*Source passage:*
==================================================
Small modular reactors, shipyard construction, island energy security, and the maritime law questions that may follow.
Floating nuclear power is emerging as one of the more significant new concepts in offshore energy. Once treated as a niche or experimental idea, floating nuclear power plants are receiving renewed attention because of several converging pressures: rising electricity demand, reliable low-carbon power, limited land availability, energy-security concerns, and the growing need for fresh water in coastal and island communities.
However, floating nuclear power is not merely a nuclear-energy issue — it is a shipyard, towage, mooring, inspection, marine-operations, offshore-support, emergency-response, insurance, and maritime-liability issue. The success of these projects may not only mean more offshore jobs, but new questions about worker safety, vessel operations, regulatory compliance, and legal responsibility when something goes wrong.
The Basic Concept
A floating nuclear power plant, often called an FNPP, is a nuclear generation unit mounted on a barge, vessel, or floating platform. Rather than being built entirely at a fixed land-based site, the unit may be fabricated in whole or in part in a controlled shipyard environment, transported by water, moored near a coastal demand center, and connected to the local power grid.
The appeal is practical: many coastal regions, remote industrial sites, ports, mines, and island nations need dependable electricity, but face hard limits on land availability, fuel supply, grid capacity, and access to conventional infrastructure/logistics. A floating nuclear unit could potentially provide steady, reliable electricity, without requiring a dedicated site ashore.
==================================================
*Raw data:*
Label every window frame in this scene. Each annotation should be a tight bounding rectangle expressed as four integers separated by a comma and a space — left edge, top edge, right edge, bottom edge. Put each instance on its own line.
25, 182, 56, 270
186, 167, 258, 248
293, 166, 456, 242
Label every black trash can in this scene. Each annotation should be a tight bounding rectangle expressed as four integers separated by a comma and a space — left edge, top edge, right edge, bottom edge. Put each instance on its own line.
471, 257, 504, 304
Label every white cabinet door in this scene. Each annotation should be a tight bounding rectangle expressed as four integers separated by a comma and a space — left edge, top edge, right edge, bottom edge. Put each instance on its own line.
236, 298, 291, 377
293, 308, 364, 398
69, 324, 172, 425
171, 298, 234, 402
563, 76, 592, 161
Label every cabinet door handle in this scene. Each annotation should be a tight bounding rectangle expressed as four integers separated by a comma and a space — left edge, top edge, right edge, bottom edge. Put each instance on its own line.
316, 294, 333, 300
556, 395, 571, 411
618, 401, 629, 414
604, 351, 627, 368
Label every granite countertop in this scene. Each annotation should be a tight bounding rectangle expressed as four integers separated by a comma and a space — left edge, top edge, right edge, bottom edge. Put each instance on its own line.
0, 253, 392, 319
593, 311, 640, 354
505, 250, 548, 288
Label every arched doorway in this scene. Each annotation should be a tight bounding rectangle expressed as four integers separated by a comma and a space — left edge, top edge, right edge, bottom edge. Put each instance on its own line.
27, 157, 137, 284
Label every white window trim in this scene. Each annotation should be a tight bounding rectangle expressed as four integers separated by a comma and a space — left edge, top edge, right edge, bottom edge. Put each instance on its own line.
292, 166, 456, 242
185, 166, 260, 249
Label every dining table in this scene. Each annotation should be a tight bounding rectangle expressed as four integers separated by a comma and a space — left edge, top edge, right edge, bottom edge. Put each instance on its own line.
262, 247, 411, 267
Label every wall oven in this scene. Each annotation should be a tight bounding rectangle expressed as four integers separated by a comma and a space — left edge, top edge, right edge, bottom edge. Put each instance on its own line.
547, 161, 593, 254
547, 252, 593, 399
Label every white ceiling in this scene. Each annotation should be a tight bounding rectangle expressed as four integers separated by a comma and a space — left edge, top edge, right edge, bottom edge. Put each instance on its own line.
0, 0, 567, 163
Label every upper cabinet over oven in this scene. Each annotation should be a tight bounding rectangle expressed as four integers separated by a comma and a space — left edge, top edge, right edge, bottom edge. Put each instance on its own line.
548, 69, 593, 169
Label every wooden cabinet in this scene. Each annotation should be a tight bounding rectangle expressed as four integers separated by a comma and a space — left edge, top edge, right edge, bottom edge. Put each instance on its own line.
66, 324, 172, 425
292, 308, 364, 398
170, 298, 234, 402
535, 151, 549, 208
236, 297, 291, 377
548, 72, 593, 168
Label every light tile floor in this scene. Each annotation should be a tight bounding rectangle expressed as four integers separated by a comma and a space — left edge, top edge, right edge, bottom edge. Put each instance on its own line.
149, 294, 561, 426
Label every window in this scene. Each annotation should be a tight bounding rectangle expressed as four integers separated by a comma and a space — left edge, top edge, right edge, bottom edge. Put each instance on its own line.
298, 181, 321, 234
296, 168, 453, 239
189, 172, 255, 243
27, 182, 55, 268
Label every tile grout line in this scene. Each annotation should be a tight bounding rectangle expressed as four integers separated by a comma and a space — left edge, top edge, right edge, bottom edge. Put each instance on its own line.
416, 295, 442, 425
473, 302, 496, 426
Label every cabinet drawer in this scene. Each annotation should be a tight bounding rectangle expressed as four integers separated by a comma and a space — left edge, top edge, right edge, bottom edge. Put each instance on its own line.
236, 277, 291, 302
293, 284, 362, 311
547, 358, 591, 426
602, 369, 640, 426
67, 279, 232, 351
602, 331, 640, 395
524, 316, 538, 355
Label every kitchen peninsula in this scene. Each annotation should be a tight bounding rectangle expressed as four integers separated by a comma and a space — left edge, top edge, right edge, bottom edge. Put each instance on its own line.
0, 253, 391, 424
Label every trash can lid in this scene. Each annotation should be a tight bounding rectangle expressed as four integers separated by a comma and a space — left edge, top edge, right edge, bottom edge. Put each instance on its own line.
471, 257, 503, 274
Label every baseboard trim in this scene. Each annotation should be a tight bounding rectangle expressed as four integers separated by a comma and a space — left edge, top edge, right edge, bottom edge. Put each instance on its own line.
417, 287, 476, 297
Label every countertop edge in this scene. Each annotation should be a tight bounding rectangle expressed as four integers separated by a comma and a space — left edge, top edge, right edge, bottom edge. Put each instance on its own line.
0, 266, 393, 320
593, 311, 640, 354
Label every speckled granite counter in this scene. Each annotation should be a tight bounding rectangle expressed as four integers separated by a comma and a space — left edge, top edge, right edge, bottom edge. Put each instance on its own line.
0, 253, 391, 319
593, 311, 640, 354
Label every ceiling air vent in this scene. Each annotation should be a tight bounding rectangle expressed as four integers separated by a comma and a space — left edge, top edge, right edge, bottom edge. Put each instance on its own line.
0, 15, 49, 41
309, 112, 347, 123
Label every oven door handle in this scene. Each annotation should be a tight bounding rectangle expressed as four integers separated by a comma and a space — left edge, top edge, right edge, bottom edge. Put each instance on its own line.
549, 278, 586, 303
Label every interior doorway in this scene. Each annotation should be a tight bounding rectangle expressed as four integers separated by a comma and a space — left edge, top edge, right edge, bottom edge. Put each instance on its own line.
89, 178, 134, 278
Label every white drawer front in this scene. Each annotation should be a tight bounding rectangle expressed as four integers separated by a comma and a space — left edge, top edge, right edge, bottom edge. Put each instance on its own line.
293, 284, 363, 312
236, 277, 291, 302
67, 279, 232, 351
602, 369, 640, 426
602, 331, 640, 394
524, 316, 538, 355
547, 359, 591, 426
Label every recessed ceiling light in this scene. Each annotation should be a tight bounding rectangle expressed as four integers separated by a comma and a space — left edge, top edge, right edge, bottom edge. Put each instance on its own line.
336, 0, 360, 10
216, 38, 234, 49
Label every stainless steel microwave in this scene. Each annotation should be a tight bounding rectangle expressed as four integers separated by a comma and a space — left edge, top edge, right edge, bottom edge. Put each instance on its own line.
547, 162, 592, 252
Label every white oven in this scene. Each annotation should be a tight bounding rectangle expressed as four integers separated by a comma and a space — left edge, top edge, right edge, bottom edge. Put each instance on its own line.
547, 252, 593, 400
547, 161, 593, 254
==================================================
*What this exercise asks:*
(a) The floating nuclear power passage names several converging pressures behind the renewed attention to floating plants. List every one of them.
(b) Resume the floating nuclear power passage, picking up right after its final sentence.

*Answers to the problems:*
(a)
- Rising electricity demand
- Reliable low-carbon power
- Limited land availability
- Energy-security concerns
- The growing need for fresh water in coastal and island communities

(b)
For small island nations, developing states, and remote coastal regions that rely heavily on imported diesel or fuel oil — a dependence that exposes them to volatile prices, difficult logistics, supply interruptions, and high electricity costs — floating nuclear power could offer a more stable energy alternative.
Some designs also may produce heat for industrial use or support desalination, the process of removing salt from seawater to produce freshwater. Where energy security and water security are closely linked, that dual-use capability could meaningfully improve the financial case for deployment.
Why Small Modular Reactors Matter
Most floating nuclear concepts rely on small modular reactor (SMR) technology — reactors designed to be smaller than traditional gigawatt-scale nuclear plants. There are 83 SMR designs at various stages of development or deployment worldwide, and they are often promoted as easier to standardize, manufacture, transport, and deploy in stages.
The modular concept matters. In theory, standardized designs and factory-style construction could reduce some of the cost and schedule risk historically associated with large nuclear projects. Shipyard fabrication also may allow for better quality control, more repeatable construction, and less disruption at the final deployment site.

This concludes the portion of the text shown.